GIVEN EXERCISE → Only the pictures are omitted; repeat all other data exactly.

TASK INPUT →
━━━━━━━━━━

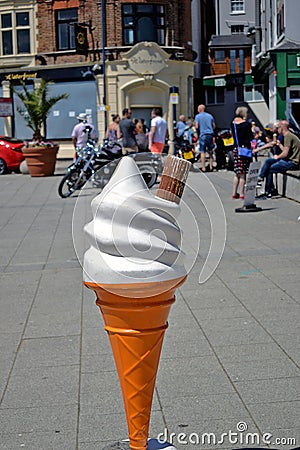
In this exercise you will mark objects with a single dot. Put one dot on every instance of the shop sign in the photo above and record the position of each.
(21, 76)
(220, 82)
(6, 107)
(146, 59)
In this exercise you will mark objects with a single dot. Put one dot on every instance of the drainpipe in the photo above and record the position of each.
(258, 25)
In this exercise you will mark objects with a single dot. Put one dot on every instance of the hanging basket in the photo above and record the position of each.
(40, 160)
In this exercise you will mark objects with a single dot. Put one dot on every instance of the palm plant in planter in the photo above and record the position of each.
(40, 154)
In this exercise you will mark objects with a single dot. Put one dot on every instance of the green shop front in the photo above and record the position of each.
(287, 64)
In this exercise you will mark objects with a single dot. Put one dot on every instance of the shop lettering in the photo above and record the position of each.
(21, 76)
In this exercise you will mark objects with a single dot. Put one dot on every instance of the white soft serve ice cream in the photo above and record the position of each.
(134, 236)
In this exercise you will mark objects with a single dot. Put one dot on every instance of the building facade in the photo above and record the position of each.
(231, 52)
(277, 57)
(130, 54)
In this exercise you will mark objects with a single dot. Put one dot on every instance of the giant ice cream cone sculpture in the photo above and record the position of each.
(134, 265)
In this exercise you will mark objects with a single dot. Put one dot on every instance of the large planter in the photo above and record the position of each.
(40, 160)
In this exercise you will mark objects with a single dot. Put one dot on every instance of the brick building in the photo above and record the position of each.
(147, 51)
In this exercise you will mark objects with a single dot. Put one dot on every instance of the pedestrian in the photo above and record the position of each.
(82, 131)
(241, 131)
(158, 131)
(180, 126)
(128, 130)
(205, 125)
(288, 159)
(141, 137)
(113, 134)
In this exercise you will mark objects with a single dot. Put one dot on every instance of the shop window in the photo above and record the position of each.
(143, 22)
(219, 55)
(232, 54)
(214, 96)
(15, 33)
(239, 94)
(65, 34)
(254, 93)
(237, 6)
(237, 29)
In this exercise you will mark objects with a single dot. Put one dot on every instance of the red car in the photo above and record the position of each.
(11, 154)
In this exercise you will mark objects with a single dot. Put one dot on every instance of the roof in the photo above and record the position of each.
(231, 40)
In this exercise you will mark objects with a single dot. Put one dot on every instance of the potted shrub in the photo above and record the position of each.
(39, 153)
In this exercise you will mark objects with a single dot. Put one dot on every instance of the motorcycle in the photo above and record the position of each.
(99, 163)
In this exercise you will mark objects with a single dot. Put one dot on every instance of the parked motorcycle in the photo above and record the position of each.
(99, 163)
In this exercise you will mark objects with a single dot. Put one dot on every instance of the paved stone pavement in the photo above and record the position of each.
(230, 359)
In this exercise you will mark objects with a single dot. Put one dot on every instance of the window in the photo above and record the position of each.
(254, 93)
(219, 55)
(15, 33)
(65, 36)
(143, 22)
(237, 29)
(214, 96)
(237, 6)
(239, 94)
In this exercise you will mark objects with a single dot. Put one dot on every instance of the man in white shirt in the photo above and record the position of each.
(158, 132)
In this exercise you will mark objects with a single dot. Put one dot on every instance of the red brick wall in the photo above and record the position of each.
(178, 25)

━━━━━━━━━━

TASK SOLUTION →
In this exercise you will mark objects with a single dot. Put one dot on every instance of the shop sign in the photo above and record the position of each.
(21, 76)
(220, 82)
(6, 107)
(146, 59)
In this exercise you will mark objects with a single dot. Put one dot on every instance of the drainpipe in the photo above and record the position of each.
(258, 25)
In this exercise you will mark objects with a single dot. Put one dot on every instance of the hanging basket in the photo above and record the position of each.
(40, 160)
In this exercise you will mark objects with a single dot. Put one dot on every instance of the palm plant in planter in the photo above and record the position of each.
(40, 154)
In this exercise you will mark objects with a single dot. Put one dot on every instance of the green shop front in the photo above and record the position of each.
(287, 64)
In this exercise you will mark objects with a single dot. Put one dot on every instance of the shop lettering in the photo above and record the position of each.
(21, 76)
In this exercise you will mark objects with a single dot. Put one dot on every instance of the white soft serve ice cream in the photo above and record the position of each.
(134, 236)
In this exercise you will mark objects with a single dot. Put one dot on every instance of the building facade in the photo above and record the position of each.
(231, 52)
(277, 57)
(130, 54)
In this exercise you will mark objects with a single dot. Put one dot on every instance of the giant ice cream cone sculpture in the photo above and record the position of each.
(134, 265)
In this exercise you will mark objects with a single dot. Put one dot on every instance of the large planter in the photo above and record the position of each.
(40, 160)
In this exercise you will mark objects with a single dot. Put one dot on every instance of the brick building in the photo above and record the position of each.
(147, 51)
In this exercise you will mark objects with a single dot. Put one dot on every instance of the pedestrian in the photo above and record the position of each.
(82, 131)
(241, 131)
(158, 131)
(180, 126)
(128, 130)
(205, 125)
(288, 159)
(141, 137)
(113, 134)
In this exercise you will mark objects with a single dot. Put one dot on every instance of the shop window in the photo above and record the position of each.
(143, 22)
(219, 55)
(232, 54)
(214, 96)
(15, 33)
(239, 94)
(65, 34)
(254, 93)
(237, 6)
(237, 29)
In this exercise you will mark objects with a single dot. Put one dot on every instance of the red car in the photo above and record the position of each.
(11, 154)
In this exercise you will mark objects with a single dot. Put one dot on every instance of the roof in the photo above and record the position of each.
(231, 40)
In this exercise you will mark objects with a single dot. Put one dot on every instance of the potted shrub in the photo above and record the position of each.
(39, 153)
In this exercise you will mark objects with a single dot. Put one dot on every instance of the motorcycle in the photo above and record the position of each.
(99, 163)
In this exercise you will mark objects with a single dot. Put one dot on every instance of the parked motorcycle in the photo above and record the position of each.
(99, 163)
In this exercise you will mark objects with a single dot. Put one dot on every instance of the paved stone pavement in the photo above and record the position of each.
(230, 359)
In this exercise you will mark objects with a single dot. Put one dot on every instance of the window in the photo above and record the position of each.
(254, 93)
(219, 55)
(15, 33)
(65, 36)
(143, 22)
(237, 29)
(214, 96)
(237, 6)
(239, 94)
In this exercise you will mark objects with a single dot. Put one dot on every instance of the man in white shirt in the photo above and record the position of each.
(158, 132)
In this exercise you will mark objects with a single dot. Put one dot on every instance of the red brick wall in the photo above and record the position of each.
(178, 25)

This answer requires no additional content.